* TEXT EXCERPT *
Re: [PATCH 20/20] honor r/w changes at do_remount() time



On Wed, Jun 28, 2006 at 06:19:35AM +0100, Al Viro wrote:
On Tue, Jun 27, 2006 at 03:14:57PM -0700, Dave Hansen wrote:

Originally from: Herbert Poetzl <herbert@xxxxxxxxxxxx>

This is the core of the read-only bind mount patch set.

Note that this does _not_ add a "ro" option directly to
the bind mount operation. If you require such a mount,
you must first do the bind, then follow it up with a
'mount -o remount,ro' operation.

I guess the fundamental problem I have with that approach is that it's
a cop-out - we just declare rw state of vfsmount independent from that
of filesystem and add a "if a flag is set, act upon vfsmount".

IMHO the read only check has to be done twice, i.e
once for the superblock and a second time for the
particular vfs mount, similar, the procfs mounts
entry shows the combination (logical and) of the
write ability ...

And yes, some of that does make sense. Fine, let's separate that
stuff; but then we'd better decide what rw superblock *is*.

* DATA SUPPLIED *

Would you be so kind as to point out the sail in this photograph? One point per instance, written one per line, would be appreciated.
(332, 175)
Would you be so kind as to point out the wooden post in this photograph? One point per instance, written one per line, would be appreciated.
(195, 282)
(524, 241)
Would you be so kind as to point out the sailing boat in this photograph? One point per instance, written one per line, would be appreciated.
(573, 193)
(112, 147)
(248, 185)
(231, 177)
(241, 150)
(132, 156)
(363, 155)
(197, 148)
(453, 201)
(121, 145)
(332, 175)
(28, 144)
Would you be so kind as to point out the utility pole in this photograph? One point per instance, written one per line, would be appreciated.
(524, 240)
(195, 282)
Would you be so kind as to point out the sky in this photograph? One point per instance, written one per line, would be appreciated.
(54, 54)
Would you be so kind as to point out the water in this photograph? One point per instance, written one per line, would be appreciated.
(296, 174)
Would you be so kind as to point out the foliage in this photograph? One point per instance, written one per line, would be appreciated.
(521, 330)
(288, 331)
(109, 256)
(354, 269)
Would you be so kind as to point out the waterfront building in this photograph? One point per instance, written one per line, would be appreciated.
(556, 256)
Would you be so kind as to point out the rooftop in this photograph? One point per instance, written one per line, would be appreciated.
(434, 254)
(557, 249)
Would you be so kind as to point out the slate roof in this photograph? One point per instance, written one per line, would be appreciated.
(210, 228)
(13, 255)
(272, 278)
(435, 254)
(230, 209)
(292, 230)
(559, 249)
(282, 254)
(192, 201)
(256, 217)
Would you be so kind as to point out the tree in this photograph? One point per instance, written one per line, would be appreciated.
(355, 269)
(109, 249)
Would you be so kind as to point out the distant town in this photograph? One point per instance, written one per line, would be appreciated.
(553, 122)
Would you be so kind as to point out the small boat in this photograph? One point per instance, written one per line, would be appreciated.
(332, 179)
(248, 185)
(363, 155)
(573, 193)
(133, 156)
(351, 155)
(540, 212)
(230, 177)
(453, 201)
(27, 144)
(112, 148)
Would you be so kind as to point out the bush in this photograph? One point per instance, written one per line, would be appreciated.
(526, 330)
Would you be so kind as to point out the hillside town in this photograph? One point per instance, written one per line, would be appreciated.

---

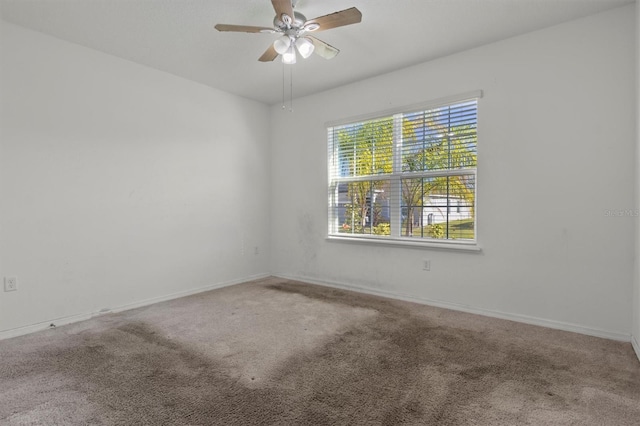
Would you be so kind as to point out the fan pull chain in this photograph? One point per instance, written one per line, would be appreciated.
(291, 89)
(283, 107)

==

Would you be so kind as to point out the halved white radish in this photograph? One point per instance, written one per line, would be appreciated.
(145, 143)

* WHAT THE TASK ASKS *
Output the text of the mailing-list reply about read-only bind mounts exactly, from "On Wed, Jun" to "-o remount,ro' operation.".

* TASK RESULT *
On Wed, Jun 28, 2006 at 06:19:35AM +0100, Al Viro wrote:
On Tue, Jun 27, 2006 at 03:14:57PM -0700, Dave Hansen wrote:

Originally from: Herbert Poetzl <herbert@xxxxxxxxxxxx>

This is the core of the read-only bind mount patch set.

Note that this does _not_ add a "ro" option directly to
the bind mount operation. If you require such a mount,
you must first do the bind, then follow it up with a
'mount -o remount,ro' operation.